### Passage for review
####

# Can h. pylori contribute to ibs?



## babyblue (Aug 5, 2007)

I believe I have ids-d. After reading all the posts i think it may have started after a bad food poisoning episode. I just had endoscopy/colonoscopy. Was found to have inflammation in my esophagus and H. Pylori infection in my stomach. The biopsy's info will be back next week. Is it possible that the infection is causing or contributing to my diarrhea? I have researched and the H. Pylori can be in the duodenum as well as the stomach. I am currently taking rifaximin and then will start the antibiotic triple therapy for the H. Pylori. thanks


----------



## eric (Jul 8, 1999)

This sounds more like it could be a possible ulcer perhaps.IBS is not an infection.


----------



## Kathleen M. (Nov 16, 1999)

Hard to say. Most people have IBS symptoms without an H.p. infection so it doesn't need to be there.A variety of GI symptoms are sometimes mentioned with H.p. infection and diarrhea can be one of them. However since both H.p. and IBS are very common you expect a lot of people to have both even if they are completely unrelated. What I mean is just because IBS symptoms are sometimes reported could be just because 10% or so of people with any disease also have IBS and since many are not diganosed diarrhea could be lumped in with the symptoms even when it is from IBS not the H.p.Also a lot of people do not have symptoms with their H.p. infection so it is hard to know what outside of the stomach issues it specifically causes are really related to the bug or not.Being able to colonize the part of the small intestine near the stomach doesn't mean it can colonize the colon and cause problems there. The ecology is very different in those to parts of the GI tract.K.

####

### Point-per-instance localization data
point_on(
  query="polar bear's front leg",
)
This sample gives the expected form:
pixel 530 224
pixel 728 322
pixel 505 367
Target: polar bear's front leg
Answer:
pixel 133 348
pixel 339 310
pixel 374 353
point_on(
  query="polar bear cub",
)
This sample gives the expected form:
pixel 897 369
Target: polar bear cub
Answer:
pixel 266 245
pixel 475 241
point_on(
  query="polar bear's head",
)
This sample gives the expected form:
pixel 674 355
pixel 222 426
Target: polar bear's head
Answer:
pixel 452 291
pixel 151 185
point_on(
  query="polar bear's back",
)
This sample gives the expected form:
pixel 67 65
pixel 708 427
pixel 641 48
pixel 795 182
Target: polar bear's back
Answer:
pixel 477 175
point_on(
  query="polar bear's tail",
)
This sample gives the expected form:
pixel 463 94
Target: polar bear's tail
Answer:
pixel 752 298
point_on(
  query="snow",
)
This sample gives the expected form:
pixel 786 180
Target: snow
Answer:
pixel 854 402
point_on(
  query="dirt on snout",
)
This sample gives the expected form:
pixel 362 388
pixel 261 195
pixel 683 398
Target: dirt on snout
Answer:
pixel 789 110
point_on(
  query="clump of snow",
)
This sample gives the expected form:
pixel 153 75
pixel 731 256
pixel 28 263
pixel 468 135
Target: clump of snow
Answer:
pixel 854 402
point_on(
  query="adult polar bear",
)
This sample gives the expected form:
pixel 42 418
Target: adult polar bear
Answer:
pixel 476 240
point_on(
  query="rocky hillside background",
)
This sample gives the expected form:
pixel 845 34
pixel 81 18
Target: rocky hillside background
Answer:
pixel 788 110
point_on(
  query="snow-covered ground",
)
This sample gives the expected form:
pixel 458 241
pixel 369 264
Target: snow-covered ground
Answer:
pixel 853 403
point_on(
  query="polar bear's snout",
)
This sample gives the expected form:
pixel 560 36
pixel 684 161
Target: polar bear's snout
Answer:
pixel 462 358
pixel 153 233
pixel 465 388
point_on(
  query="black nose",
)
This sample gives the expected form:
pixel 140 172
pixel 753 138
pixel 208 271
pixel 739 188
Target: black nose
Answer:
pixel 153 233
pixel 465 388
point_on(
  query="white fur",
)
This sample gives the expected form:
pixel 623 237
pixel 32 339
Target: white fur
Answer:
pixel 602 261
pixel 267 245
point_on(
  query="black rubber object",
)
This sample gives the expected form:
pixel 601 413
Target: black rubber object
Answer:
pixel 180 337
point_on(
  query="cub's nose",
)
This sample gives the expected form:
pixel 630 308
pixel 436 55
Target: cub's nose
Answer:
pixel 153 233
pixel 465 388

####

### What you will do
a - In the H. pylori thread, which medication does babyblue say they are currently taking?
b - Does each statement agree with the H. pylori thread? Answer yes or no for each, quoting the deciding words. (i) eric says IBS is an infection. (ii) Kathleen M. says most people have IBS symptoms without an H.p. infection. (iii) Kathleen M. says that if H.p. can colonize the small intestine near the stomach, it can also colonize the colon.
c - Summarize the H. pylori thread in two sentences.

### Expected outputs
a - Rifaximin.

b -
(i) No: "IBS is not an infection."
(ii) Yes: "Most people have IBS symptoms without an H.p. infection"
(iii) No: "Being able to colonize the part of the small intestine near the stomach doesn't mean it can colonize the colon and cause problems there."

c - After an endoscopy and colonoscopy found esophageal inflammation and an H. pylori infection, a poster asks whether the infection could be causing or contributing to their diarrhea. One reply suggests a possible ulcer and notes that IBS is not an infection, while another says it is hard to say: both conditions are very common and may occur together even when unrelated, and H.p. colonizing the small intestine near the stomach doesn't mean it can colonize the colon.